** Supplied entries **
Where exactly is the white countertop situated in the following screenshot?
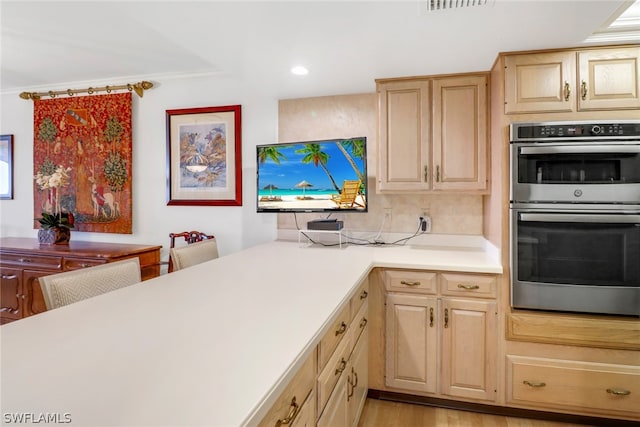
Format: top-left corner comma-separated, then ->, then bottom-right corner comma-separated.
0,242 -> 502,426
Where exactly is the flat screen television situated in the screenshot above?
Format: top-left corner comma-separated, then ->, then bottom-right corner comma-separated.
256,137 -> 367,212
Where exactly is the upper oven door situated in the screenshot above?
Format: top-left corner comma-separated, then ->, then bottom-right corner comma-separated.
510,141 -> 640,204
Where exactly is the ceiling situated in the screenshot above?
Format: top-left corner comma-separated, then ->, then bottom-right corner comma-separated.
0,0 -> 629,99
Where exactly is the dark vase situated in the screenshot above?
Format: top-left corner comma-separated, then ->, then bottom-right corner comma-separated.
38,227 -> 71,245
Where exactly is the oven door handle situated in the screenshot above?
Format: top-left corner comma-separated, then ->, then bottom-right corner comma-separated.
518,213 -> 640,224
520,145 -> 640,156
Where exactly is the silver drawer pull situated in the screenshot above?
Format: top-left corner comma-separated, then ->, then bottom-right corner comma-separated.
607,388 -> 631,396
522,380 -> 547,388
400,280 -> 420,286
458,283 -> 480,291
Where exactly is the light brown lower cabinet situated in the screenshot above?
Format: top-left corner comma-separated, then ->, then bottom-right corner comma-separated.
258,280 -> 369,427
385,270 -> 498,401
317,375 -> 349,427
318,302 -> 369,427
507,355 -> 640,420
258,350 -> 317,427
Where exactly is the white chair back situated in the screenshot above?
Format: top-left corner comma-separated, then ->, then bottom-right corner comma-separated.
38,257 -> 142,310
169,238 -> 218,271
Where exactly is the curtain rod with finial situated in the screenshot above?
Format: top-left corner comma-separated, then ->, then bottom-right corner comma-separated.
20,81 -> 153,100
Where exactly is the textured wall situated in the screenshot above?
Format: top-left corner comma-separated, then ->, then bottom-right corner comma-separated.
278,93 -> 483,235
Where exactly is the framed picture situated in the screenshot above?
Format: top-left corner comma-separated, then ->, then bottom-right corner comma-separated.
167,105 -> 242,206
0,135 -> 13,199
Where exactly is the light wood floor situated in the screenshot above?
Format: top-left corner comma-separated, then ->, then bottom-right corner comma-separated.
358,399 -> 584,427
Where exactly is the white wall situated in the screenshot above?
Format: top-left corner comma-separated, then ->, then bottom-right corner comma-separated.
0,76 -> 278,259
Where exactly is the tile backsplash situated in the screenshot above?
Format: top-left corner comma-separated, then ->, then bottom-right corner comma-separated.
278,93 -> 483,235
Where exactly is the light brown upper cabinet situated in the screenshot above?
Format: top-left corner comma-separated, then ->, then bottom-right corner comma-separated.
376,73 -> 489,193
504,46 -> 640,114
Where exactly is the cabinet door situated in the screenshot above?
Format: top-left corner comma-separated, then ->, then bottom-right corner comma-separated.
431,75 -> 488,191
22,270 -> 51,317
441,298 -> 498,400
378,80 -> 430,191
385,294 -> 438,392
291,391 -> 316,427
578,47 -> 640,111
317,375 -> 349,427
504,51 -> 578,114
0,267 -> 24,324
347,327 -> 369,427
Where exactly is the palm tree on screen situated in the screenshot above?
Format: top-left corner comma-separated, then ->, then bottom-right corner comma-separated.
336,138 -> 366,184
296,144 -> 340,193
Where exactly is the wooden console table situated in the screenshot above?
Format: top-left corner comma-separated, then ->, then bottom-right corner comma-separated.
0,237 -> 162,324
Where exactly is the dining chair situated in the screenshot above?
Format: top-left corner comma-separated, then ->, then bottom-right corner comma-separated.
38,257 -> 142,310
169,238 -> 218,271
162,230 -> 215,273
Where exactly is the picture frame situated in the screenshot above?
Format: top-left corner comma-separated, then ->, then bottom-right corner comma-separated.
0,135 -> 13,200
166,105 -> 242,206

** What you are asked to do **
Convert all of the data above into a Markdown table with the columns Row and Data line, putting each line in its own numbered row. Skip blank lines, and leave the picture out of the table.

** Exercise output **
| Row | Data line |
|---|---|
| 1 | Where exactly is the white countertop situated in the following screenshot? |
| 2 | Format: top-left corner comma-separated, then ->, then bottom-right corner comma-separated. |
| 3 | 0,242 -> 502,426 |
| 4 | Where exactly is the flat screen television situated in the screenshot above? |
| 5 | Format: top-left corner comma-separated, then ->, then bottom-right corner comma-separated. |
| 6 | 256,137 -> 367,212 |
| 7 | Where exactly is the upper oven door situated in the screenshot above? |
| 8 | Format: top-left corner comma-separated, then ->, then bottom-right corner comma-separated. |
| 9 | 510,141 -> 640,204 |
| 10 | Where exactly is the ceiling situated in the screenshot above? |
| 11 | Format: top-left corner comma-separated, then ->, then bottom-right corner comma-separated. |
| 12 | 0,0 -> 629,99 |
| 13 | Where exactly is the dark vase situated in the screenshot above? |
| 14 | Format: top-left corner comma-separated, then ->, then bottom-right corner comma-separated. |
| 15 | 38,227 -> 71,245 |
| 16 | Where exactly is the oven door handle situated in the screenshot above? |
| 17 | Format: top-left corner comma-separated, then ->, then bottom-right corner comma-separated. |
| 18 | 518,213 -> 640,224 |
| 19 | 520,145 -> 640,156 |
| 20 | Where exactly is the silver drawer pull situated in the screenshot above? |
| 21 | Format: top-left corner comma-separated, then ->, then bottom-right corner comma-separated. |
| 22 | 607,388 -> 631,396 |
| 23 | 522,380 -> 547,388 |
| 24 | 400,280 -> 420,286 |
| 25 | 458,283 -> 480,291 |
| 26 | Where exactly is the light brown lower cabinet situated in the screenshot above? |
| 27 | Format: top-left corner comma-separated, then ->, then bottom-right corner comma-separated. |
| 28 | 258,280 -> 369,427 |
| 29 | 385,270 -> 498,401 |
| 30 | 317,375 -> 349,427 |
| 31 | 318,302 -> 369,427 |
| 32 | 507,355 -> 640,420 |
| 33 | 258,350 -> 317,427 |
| 34 | Where exactly is the white chair back situated in the screenshot above? |
| 35 | Format: top-left corner comma-separated, then ->, then bottom-right corner comma-separated. |
| 36 | 38,257 -> 142,310 |
| 37 | 169,238 -> 218,271 |
| 38 | Where exactly is the curtain rod with finial situated in the screenshot above? |
| 39 | Format: top-left corner comma-separated, then ->, then bottom-right corner comma-separated. |
| 40 | 20,81 -> 153,100 |
| 41 | Where exactly is the textured wall situated in the screenshot above? |
| 42 | Format: top-left corner comma-separated, then ->, then bottom-right corner comma-separated. |
| 43 | 278,93 -> 483,235 |
| 44 | Where exactly is the framed picture situated in the screenshot above? |
| 45 | Format: top-left corner comma-separated, then ->, then bottom-right corner comma-separated. |
| 46 | 167,105 -> 242,206 |
| 47 | 0,135 -> 13,199 |
| 48 | Where exactly is the light wood floor situated in the screenshot above? |
| 49 | Format: top-left corner comma-separated, then ->, then bottom-right corner comma-separated. |
| 50 | 358,399 -> 584,427 |
| 51 | Where exactly is the white wall situated in the screenshot above? |
| 52 | Format: top-left corner comma-separated, then ->, then bottom-right corner comma-separated. |
| 53 | 0,76 -> 278,259 |
| 54 | Where exactly is the tile backsplash situated in the screenshot above? |
| 55 | Format: top-left corner comma-separated, then ->, then bottom-right corner comma-separated. |
| 56 | 278,93 -> 483,235 |
| 57 | Where exactly is the light brown upper cabinet situated in the screenshot above? |
| 58 | Format: top-left corner comma-separated, then ->, then bottom-right corner comma-separated. |
| 59 | 376,73 -> 489,193 |
| 60 | 504,46 -> 640,114 |
| 61 | Where exactly is the cabinet door situated in the screenshot above? |
| 62 | Format: top-left corner comma-separated, then ->, then bottom-right corner comma-separated. |
| 63 | 431,75 -> 488,191 |
| 64 | 22,270 -> 51,317 |
| 65 | 441,298 -> 498,400 |
| 66 | 378,80 -> 430,191 |
| 67 | 385,294 -> 438,392 |
| 68 | 291,391 -> 316,427 |
| 69 | 578,47 -> 640,111 |
| 70 | 317,375 -> 349,427 |
| 71 | 504,51 -> 578,114 |
| 72 | 0,267 -> 24,324 |
| 73 | 347,327 -> 369,427 |
| 74 | Where exactly is the palm tree on screen situated in the screenshot above? |
| 75 | Format: top-left corner comma-separated, then ->, then bottom-right corner comma-separated. |
| 76 | 336,138 -> 366,184 |
| 77 | 296,144 -> 340,193 |
| 78 | Where exactly is the wooden console table situated in the screenshot above? |
| 79 | Format: top-left corner comma-separated, then ->, then bottom-right corner comma-separated. |
| 80 | 0,237 -> 162,324 |
| 81 | Where exactly is the dining chair situated in the screenshot above? |
| 82 | Format: top-left corner comma-separated, then ->, then bottom-right corner comma-separated. |
| 83 | 38,257 -> 142,310 |
| 84 | 169,238 -> 218,271 |
| 85 | 162,230 -> 215,273 |
| 86 | Where exactly is the picture frame situated in the screenshot above? |
| 87 | Format: top-left corner comma-separated, then ->, then bottom-right corner comma-separated. |
| 88 | 0,135 -> 13,200 |
| 89 | 166,105 -> 242,206 |